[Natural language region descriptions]
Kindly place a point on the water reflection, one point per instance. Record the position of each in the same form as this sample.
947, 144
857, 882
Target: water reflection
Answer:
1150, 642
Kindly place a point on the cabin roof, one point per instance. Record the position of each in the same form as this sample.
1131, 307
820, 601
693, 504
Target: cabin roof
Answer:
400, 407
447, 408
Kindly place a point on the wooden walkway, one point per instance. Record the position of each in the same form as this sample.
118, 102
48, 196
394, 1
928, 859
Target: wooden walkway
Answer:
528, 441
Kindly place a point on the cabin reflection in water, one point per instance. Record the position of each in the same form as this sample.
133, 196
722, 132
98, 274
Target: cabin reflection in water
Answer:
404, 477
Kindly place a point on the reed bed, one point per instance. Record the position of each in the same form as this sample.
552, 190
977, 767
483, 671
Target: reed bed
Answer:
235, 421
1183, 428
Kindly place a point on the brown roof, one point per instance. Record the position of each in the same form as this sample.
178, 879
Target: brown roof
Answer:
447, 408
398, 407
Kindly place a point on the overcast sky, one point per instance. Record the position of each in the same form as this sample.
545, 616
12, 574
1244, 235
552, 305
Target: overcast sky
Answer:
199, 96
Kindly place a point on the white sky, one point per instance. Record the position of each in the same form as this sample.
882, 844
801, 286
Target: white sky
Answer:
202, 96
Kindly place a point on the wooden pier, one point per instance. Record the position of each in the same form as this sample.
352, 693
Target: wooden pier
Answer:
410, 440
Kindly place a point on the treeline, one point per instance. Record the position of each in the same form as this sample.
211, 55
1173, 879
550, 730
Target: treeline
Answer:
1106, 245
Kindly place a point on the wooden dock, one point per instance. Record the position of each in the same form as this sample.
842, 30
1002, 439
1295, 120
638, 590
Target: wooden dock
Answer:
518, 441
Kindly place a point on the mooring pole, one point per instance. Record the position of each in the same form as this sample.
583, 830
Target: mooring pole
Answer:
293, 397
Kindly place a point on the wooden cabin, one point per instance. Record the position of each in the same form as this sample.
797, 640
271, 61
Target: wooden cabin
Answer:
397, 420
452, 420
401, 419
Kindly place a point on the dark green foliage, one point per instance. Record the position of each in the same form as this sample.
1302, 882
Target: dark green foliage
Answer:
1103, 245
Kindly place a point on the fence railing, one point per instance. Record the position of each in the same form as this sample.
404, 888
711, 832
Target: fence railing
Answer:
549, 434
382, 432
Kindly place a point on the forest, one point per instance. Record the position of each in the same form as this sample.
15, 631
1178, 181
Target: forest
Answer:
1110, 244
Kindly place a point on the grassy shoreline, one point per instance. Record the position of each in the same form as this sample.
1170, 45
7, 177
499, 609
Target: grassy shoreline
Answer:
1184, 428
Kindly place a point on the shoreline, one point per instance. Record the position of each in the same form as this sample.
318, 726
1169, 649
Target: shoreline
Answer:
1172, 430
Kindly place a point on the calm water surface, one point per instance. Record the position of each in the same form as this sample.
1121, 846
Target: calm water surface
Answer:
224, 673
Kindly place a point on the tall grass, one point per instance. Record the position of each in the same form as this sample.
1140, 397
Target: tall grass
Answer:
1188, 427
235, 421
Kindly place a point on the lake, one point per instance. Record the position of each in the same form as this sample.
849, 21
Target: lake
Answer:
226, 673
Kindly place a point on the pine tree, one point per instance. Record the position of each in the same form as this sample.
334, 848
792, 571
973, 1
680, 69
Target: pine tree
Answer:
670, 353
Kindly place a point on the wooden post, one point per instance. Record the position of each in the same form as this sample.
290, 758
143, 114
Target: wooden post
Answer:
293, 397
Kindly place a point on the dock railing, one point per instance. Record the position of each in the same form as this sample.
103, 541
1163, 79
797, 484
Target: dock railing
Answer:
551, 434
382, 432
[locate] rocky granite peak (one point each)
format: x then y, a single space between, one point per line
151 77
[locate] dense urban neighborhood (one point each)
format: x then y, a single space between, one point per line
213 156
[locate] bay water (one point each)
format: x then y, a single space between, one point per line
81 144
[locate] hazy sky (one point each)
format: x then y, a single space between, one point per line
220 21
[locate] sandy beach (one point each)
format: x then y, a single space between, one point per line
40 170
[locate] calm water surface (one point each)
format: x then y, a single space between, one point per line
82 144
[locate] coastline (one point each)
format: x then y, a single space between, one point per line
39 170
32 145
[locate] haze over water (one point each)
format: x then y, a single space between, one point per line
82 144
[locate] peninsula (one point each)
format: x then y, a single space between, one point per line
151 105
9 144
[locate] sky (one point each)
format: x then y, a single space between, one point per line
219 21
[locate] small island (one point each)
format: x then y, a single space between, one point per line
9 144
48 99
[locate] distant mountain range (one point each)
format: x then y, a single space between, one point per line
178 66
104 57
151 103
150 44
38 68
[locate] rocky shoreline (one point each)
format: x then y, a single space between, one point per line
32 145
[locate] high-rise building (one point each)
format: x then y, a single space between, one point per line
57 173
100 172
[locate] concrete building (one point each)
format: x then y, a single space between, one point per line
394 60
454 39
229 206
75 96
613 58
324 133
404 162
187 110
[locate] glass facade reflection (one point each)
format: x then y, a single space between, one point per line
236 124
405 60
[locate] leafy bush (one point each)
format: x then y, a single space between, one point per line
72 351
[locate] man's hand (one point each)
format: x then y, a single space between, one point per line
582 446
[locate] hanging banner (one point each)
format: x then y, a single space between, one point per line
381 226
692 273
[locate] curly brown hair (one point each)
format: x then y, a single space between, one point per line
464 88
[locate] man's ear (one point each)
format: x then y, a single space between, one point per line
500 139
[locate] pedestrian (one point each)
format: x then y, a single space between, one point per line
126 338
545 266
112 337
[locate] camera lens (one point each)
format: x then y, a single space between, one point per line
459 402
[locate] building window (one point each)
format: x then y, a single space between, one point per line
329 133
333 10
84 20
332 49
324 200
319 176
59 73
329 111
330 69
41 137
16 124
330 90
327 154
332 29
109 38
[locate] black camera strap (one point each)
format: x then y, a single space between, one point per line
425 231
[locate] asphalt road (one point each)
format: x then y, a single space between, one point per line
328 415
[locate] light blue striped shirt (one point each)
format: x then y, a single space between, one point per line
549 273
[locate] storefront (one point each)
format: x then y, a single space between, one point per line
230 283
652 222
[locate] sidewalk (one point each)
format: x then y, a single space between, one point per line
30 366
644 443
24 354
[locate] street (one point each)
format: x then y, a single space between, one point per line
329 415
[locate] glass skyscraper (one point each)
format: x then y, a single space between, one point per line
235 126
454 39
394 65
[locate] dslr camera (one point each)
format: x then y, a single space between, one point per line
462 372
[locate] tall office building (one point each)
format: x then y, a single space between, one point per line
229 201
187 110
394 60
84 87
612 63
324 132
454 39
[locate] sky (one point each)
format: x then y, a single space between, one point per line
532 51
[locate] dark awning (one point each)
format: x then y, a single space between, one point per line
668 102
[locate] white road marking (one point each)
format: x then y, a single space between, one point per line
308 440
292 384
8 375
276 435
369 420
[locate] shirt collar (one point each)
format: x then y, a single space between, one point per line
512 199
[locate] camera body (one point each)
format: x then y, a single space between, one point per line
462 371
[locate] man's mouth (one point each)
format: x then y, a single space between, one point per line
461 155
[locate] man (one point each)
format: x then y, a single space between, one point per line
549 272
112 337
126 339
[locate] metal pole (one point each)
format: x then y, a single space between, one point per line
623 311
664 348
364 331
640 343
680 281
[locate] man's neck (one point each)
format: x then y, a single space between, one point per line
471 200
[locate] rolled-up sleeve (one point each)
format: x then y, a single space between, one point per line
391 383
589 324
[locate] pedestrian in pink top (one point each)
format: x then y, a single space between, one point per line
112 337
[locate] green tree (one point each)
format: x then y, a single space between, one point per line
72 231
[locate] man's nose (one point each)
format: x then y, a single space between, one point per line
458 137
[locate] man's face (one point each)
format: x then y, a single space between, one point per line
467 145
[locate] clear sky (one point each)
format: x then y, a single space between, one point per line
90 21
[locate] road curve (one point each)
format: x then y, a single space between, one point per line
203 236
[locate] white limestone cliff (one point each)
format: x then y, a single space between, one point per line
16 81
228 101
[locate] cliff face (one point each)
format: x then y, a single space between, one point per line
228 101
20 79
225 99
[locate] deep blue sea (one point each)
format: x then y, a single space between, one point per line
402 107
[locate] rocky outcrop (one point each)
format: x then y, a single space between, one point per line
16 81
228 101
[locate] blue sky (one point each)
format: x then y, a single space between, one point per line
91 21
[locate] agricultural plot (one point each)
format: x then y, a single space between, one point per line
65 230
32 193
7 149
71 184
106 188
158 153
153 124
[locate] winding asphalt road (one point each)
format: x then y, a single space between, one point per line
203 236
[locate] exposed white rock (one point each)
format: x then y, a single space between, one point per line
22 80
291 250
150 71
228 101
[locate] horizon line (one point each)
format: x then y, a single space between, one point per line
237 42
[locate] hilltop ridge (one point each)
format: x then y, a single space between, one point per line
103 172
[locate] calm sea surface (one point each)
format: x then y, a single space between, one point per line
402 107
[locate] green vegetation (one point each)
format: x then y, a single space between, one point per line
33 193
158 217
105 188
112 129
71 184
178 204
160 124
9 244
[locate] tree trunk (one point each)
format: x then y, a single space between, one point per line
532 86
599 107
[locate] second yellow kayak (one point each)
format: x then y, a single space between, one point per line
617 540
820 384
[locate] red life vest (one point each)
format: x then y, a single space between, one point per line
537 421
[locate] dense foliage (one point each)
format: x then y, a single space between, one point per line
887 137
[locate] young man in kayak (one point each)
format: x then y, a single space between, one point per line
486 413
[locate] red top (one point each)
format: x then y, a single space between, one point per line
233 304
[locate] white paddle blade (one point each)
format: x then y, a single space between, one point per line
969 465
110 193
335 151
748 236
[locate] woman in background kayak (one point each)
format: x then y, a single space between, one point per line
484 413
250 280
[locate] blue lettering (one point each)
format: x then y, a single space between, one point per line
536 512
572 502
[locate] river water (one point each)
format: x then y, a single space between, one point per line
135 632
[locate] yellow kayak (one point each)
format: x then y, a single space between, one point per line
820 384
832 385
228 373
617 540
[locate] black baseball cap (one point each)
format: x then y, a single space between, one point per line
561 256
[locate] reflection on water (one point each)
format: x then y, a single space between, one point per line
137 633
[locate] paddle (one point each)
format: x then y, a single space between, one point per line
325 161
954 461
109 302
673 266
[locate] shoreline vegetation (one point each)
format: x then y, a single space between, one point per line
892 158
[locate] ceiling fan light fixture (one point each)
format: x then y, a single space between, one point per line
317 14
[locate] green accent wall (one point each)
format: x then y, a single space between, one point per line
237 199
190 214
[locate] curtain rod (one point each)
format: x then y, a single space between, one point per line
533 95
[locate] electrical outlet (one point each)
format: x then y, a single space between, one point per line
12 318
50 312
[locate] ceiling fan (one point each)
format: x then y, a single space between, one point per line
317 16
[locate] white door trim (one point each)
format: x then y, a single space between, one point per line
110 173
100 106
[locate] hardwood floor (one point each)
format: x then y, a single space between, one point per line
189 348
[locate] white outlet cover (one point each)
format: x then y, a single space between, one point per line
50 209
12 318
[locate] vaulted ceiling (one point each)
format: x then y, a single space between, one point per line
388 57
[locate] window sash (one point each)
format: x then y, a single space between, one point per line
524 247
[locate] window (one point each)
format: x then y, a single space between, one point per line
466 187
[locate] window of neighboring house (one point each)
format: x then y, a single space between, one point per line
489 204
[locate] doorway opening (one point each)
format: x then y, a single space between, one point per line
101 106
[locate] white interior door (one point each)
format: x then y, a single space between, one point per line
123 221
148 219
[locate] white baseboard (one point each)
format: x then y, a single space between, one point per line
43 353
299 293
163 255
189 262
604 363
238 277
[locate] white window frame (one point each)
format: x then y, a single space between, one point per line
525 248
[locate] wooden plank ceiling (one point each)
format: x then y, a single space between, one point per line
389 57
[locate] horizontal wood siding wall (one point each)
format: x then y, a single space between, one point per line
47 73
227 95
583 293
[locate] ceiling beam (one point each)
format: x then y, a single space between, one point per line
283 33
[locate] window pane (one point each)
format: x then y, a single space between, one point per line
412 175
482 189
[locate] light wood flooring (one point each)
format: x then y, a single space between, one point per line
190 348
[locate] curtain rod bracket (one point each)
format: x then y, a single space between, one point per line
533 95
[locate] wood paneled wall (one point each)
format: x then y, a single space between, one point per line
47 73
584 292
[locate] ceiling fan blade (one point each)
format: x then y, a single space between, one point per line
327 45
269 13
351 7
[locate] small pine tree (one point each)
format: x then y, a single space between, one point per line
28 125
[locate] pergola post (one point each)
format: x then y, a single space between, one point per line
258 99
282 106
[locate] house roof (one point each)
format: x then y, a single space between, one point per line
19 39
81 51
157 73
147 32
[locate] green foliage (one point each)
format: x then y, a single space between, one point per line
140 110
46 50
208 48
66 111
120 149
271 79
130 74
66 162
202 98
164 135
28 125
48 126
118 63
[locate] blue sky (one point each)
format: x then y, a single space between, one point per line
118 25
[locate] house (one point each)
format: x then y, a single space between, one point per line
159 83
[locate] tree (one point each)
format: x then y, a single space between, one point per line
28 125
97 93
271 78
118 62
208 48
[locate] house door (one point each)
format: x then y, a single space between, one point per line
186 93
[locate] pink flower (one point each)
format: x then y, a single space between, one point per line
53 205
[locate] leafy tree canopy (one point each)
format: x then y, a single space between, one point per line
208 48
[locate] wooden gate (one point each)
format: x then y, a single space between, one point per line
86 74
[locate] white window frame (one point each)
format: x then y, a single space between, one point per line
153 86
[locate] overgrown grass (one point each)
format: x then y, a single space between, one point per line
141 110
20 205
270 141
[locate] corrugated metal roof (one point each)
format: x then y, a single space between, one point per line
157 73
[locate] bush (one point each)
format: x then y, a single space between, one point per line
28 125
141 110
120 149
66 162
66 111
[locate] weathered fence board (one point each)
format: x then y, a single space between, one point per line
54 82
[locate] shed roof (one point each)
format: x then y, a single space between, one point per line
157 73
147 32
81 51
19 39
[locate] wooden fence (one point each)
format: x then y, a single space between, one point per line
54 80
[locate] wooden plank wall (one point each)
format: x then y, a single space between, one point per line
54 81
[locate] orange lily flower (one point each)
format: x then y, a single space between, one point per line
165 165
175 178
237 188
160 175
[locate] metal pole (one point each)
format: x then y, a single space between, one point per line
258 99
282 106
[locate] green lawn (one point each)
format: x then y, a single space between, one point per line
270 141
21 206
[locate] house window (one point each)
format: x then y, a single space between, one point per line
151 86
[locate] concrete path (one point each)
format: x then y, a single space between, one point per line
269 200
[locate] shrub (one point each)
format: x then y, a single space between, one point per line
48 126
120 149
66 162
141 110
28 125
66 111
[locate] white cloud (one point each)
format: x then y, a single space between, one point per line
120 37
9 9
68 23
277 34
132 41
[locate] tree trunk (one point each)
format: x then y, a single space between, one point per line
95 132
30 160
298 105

WORK REQUIRED: Only the lines containing the word "overcast" should be returned from the data above.

OUTPUT OF THE EXERCISE:
Kindly place a point on the overcast sky, one point per instance. Record the position of each in the same form as this sample.
Target: overcast sky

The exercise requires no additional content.